## Travail à faire
• a. Selon la critique de Copenhagen Cowboy, à qui doit-on les volutes de synthé de la série ?
• b. Reproduisez, dans la critique de Copenhagen Cowboy, le passage allant de « Sortant de la » jusqu'à « contrastée des néons. ».
• c. Traduisez en anglais cette phrase de la critique de Copenhagen Cowboy : « Nicolas Winding Refn décline ses obsessions au féminin dans Copenhagen Cowboy, une série Netflix en six épisodes qui entraîne Miu, une jeune femme mutique et énigmatique, dans l’inframonde criminel de la capitale danoise. »

## Texte à lire
====

Titre - Copenhagen Cowboy
Genre - Thriller/Fantastique
Réalisateur-trice - Nicolas Winding Refn
Casting - Angela Bundalovic, Li li Zhang
Sortie - Disponible sur Neflix
Durée - 6 épisodes de 52 minutes environ
Critique - Jean-François Pluijgers
Nicolas Winding Refn décline ses obsessions au féminin dans Copenhagen Cowboy, une série Netflix en six épisodes qui entraîne Miu, une jeune femme mutique et énigmatique, dans l’inframonde criminel de la capitale danoise. Hypnotique et addictif.
Sortant de la réalisation des treize heures de Too Old to Die Young (2019), Nicolas Winding Refn confiait combien il avait trouvé dans le format de la minisérie le canevas idéal pour son cinéma. Un sentiment que viennent aujourd’hui conforter les six épisodes de Copenhagen Cowboy, qui permettent au cinéaste danois de déployer ses obsessions et son esthétique en mode hyperbolique, pour mieux happer le spectateur dans un environnement trouble, rêve et réalité se confondant pour se muer en cauchemar à la lumière contrastée des néons.
Du vintage Refn, jusqu’au tempo ralenti et aux volutes de synthé de Cliff Martinez, encore que cette série, une plongée dans l’inframonde criminel de Copenhague, traduise également une évolution sensible dans le chef d’un réalisateur dont on a pu épingler la masculinité décomplexée de l’univers (à l’exception notable de The Neon Demon). Mais qui, pour le coup, choisit de décliner ce dernier au féminin. Rien que de naturel, relève NWR, avant d’expliquer que le fait de vivre entouré de femmes -son épouse Liv Corfixen, et ses filles Lola et Lizzielou, associées à des titres divers au projet- l’a rendu conscient du “pouvoir métaphysique de la féminité”.

====

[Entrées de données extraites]
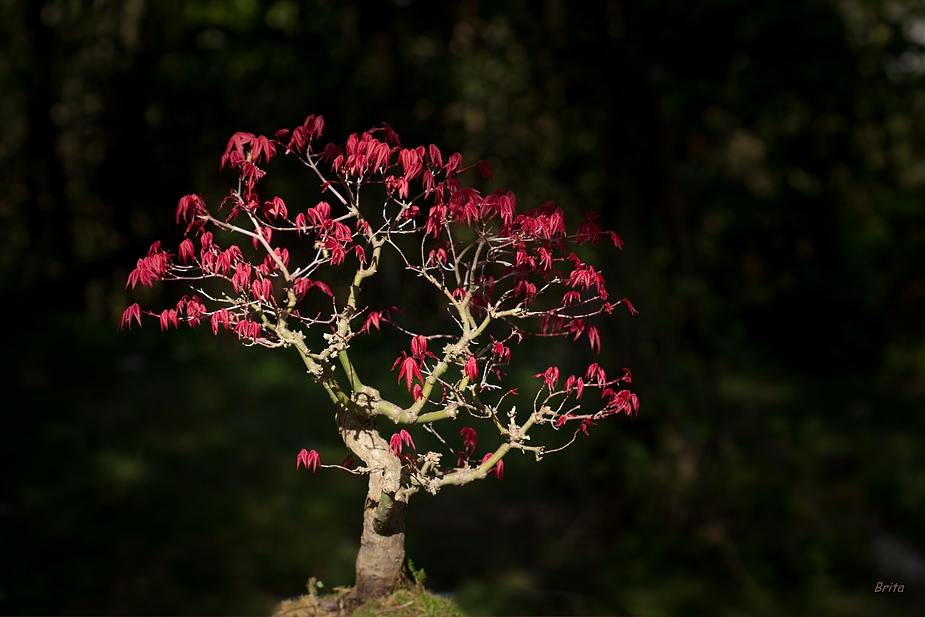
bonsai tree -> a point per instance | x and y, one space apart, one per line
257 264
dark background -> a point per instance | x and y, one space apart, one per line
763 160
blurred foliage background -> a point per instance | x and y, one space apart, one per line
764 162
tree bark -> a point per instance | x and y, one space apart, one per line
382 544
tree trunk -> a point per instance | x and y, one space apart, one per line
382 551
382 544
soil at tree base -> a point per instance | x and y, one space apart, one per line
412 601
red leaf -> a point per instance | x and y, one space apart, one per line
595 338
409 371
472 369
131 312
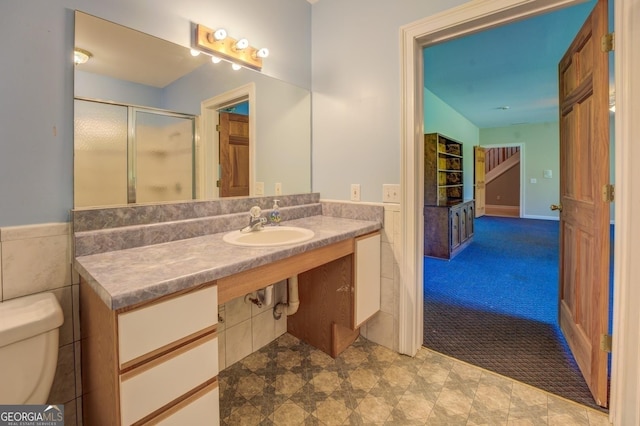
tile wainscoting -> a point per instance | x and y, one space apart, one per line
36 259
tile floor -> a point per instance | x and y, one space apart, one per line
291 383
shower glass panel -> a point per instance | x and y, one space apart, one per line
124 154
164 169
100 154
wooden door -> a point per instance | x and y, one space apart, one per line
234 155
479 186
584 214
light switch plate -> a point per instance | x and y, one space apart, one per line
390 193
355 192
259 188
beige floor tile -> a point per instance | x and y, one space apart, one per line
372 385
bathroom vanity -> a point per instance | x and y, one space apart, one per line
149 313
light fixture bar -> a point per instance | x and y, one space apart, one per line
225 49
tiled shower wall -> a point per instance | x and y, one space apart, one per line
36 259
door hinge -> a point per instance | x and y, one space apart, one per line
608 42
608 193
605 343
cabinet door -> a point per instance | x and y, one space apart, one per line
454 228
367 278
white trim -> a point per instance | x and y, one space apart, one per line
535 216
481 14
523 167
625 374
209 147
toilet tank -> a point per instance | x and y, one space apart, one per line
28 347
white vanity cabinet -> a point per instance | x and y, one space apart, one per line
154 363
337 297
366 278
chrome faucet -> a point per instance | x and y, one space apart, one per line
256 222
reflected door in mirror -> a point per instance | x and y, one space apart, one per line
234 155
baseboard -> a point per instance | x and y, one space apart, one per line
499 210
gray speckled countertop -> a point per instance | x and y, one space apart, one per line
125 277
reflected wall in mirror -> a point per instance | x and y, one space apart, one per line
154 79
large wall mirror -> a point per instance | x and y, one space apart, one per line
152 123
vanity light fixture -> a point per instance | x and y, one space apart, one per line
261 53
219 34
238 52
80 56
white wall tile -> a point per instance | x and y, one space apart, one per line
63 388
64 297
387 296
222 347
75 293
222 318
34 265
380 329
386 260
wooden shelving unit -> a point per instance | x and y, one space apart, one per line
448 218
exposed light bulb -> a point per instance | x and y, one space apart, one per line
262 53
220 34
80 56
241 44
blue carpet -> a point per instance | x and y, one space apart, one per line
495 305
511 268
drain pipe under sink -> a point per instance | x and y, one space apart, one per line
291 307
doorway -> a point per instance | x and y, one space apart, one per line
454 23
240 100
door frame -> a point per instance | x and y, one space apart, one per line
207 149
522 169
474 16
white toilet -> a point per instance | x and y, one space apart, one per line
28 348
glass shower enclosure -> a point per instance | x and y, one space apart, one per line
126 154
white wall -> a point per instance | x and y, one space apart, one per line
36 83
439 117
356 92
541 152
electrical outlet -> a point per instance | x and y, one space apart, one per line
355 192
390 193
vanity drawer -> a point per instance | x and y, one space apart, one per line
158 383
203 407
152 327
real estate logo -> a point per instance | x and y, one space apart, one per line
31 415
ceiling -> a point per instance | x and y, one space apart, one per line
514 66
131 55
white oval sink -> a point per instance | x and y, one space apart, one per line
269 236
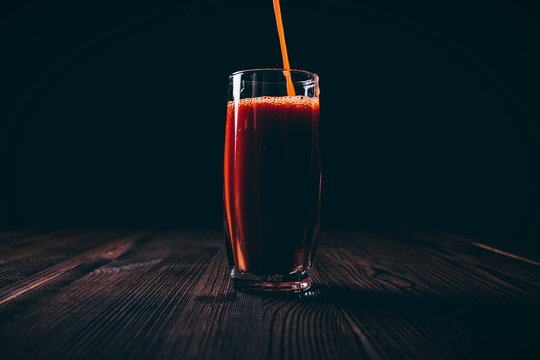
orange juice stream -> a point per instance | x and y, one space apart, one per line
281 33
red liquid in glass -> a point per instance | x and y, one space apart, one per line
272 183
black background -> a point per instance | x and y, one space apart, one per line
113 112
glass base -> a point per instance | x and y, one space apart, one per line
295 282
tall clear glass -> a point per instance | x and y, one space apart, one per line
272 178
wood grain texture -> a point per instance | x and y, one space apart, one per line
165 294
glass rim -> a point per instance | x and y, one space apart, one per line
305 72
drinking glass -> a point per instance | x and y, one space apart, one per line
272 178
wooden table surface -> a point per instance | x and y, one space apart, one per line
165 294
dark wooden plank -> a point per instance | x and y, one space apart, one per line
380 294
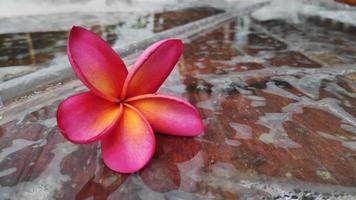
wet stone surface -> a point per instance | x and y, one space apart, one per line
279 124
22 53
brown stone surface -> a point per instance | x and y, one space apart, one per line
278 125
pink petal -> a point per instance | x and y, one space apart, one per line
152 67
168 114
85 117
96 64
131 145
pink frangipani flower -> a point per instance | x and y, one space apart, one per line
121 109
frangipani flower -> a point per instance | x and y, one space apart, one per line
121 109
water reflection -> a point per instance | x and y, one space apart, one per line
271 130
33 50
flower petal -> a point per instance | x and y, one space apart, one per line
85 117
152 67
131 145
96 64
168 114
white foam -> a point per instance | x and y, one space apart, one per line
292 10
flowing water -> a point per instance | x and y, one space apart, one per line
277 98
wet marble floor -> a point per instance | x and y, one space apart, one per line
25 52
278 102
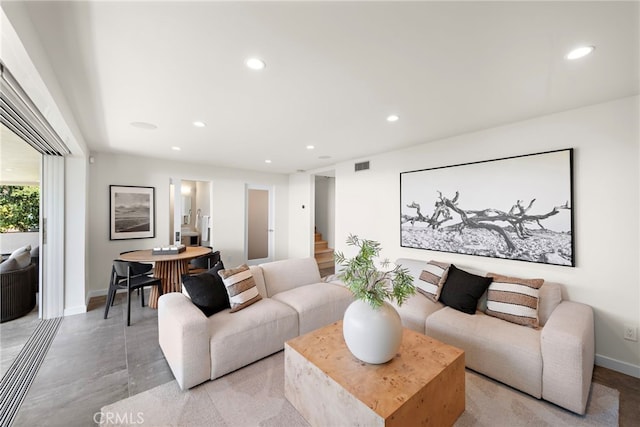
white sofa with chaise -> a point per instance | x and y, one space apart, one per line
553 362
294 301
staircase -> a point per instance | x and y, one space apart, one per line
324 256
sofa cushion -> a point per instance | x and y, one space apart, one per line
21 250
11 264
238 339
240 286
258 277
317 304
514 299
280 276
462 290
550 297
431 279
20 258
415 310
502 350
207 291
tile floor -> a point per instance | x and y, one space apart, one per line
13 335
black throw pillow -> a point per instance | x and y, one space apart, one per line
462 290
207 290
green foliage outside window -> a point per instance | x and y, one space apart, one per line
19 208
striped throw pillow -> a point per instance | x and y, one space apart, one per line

====

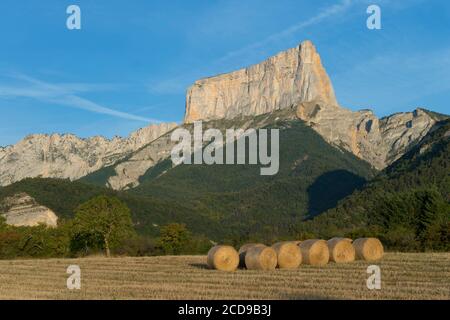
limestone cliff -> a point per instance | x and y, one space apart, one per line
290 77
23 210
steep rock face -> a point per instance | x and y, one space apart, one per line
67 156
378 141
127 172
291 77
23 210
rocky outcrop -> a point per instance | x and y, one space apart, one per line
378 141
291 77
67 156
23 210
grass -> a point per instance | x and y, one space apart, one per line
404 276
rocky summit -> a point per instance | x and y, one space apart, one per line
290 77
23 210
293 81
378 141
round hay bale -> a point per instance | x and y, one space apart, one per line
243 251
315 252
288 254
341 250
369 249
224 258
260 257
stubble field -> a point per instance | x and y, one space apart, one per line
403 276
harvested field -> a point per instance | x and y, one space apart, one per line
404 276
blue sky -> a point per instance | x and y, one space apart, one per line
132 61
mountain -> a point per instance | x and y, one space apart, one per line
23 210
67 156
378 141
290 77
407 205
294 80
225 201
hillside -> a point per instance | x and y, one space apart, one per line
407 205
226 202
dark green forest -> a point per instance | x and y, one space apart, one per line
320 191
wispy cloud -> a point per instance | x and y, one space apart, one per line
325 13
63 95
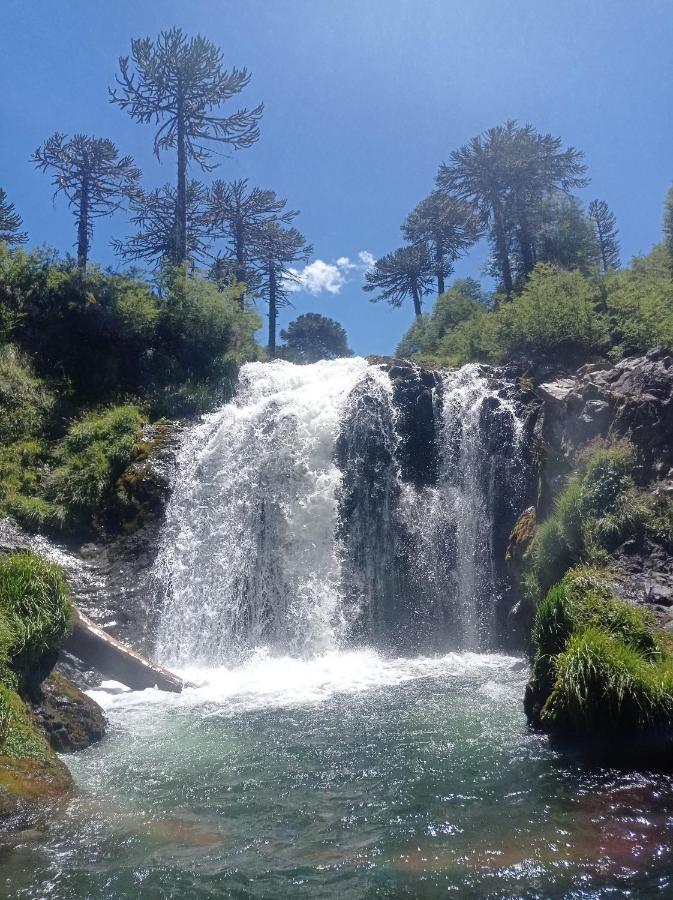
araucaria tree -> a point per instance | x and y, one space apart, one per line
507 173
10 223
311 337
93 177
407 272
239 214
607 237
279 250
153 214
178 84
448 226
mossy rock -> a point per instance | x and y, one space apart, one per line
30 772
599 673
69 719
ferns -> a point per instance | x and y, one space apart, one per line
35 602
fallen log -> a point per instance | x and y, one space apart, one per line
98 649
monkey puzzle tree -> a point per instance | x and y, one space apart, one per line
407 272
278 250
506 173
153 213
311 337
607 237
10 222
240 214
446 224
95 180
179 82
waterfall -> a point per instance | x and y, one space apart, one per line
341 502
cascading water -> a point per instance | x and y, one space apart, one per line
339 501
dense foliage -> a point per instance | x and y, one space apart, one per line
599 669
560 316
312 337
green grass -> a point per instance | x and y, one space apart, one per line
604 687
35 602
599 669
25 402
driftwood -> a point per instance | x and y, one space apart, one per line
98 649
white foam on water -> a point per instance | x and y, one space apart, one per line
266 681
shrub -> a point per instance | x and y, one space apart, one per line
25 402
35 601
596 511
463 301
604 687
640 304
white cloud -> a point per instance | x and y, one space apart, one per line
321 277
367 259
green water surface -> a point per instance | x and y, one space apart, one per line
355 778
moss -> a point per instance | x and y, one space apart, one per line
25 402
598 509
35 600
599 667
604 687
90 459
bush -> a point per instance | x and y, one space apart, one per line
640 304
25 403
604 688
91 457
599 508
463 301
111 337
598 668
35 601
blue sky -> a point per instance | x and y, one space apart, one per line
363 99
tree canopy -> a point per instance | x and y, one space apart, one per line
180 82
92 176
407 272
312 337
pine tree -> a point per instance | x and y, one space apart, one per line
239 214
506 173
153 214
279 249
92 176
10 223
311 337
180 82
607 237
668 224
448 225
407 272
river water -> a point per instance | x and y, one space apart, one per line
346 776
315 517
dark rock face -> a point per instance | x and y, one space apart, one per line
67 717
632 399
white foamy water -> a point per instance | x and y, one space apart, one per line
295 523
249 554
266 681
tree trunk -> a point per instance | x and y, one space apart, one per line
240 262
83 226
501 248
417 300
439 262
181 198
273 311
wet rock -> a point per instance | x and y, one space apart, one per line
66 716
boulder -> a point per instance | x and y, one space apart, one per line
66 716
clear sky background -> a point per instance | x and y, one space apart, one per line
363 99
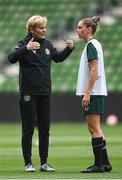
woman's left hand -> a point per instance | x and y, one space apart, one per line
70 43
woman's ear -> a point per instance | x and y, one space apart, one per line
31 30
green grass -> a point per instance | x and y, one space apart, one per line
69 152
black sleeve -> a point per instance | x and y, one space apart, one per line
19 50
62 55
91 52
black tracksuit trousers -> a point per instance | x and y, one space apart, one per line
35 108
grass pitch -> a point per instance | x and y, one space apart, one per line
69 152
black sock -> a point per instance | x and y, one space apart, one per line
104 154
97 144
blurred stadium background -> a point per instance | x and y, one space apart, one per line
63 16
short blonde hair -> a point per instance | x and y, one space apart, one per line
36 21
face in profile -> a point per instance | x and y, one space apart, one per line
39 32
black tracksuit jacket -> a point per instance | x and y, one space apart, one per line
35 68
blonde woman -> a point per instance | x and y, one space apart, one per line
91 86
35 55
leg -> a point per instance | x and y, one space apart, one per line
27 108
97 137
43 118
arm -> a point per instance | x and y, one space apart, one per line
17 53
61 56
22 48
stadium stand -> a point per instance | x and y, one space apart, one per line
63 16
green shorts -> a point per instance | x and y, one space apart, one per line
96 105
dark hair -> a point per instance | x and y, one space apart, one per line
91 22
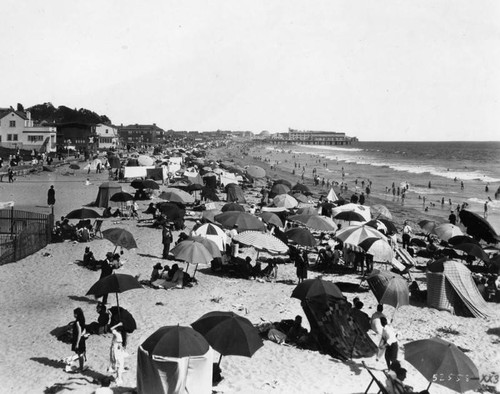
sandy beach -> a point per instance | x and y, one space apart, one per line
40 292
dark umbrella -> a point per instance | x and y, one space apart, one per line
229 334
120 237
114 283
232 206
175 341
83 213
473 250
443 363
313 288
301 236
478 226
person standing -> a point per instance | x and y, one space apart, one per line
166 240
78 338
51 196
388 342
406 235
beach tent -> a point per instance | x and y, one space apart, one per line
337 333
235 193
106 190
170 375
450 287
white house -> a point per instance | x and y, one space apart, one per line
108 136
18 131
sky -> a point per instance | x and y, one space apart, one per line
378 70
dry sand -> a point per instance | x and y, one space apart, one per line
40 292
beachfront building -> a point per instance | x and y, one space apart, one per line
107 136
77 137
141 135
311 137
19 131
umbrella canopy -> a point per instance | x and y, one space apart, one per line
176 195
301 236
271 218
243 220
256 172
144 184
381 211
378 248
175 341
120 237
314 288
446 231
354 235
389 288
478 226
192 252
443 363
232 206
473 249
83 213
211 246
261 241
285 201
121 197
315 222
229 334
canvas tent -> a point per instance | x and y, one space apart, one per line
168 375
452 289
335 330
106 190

====

## Réponses dans l'ordre
• a. À Cliff Martinez.

• b.
Sortant de la réalisation des treize heures de Too Old to Die Young (2019), Nicolas Winding Refn confiait combien il avait trouvé dans le format de la minisérie le canevas idéal pour son cinéma. Un sentiment que viennent aujourd’hui conforter les six épisodes de Copenhagen Cowboy, qui permettent au cinéaste danois de déployer ses obsessions et son esthétique en mode hyperbolique, pour mieux happer le spectateur dans un environnement trouble, rêve et réalité se confondant pour se muer en cauchemar à la lumière contrastée des néons.

• c. Nicolas Winding Refn gives his obsessions a feminine form in Copenhagen Cowboy, a six-episode Netflix series that draws Miu, a silent and enigmatic young woman, into the criminal underworld of the Danish capital.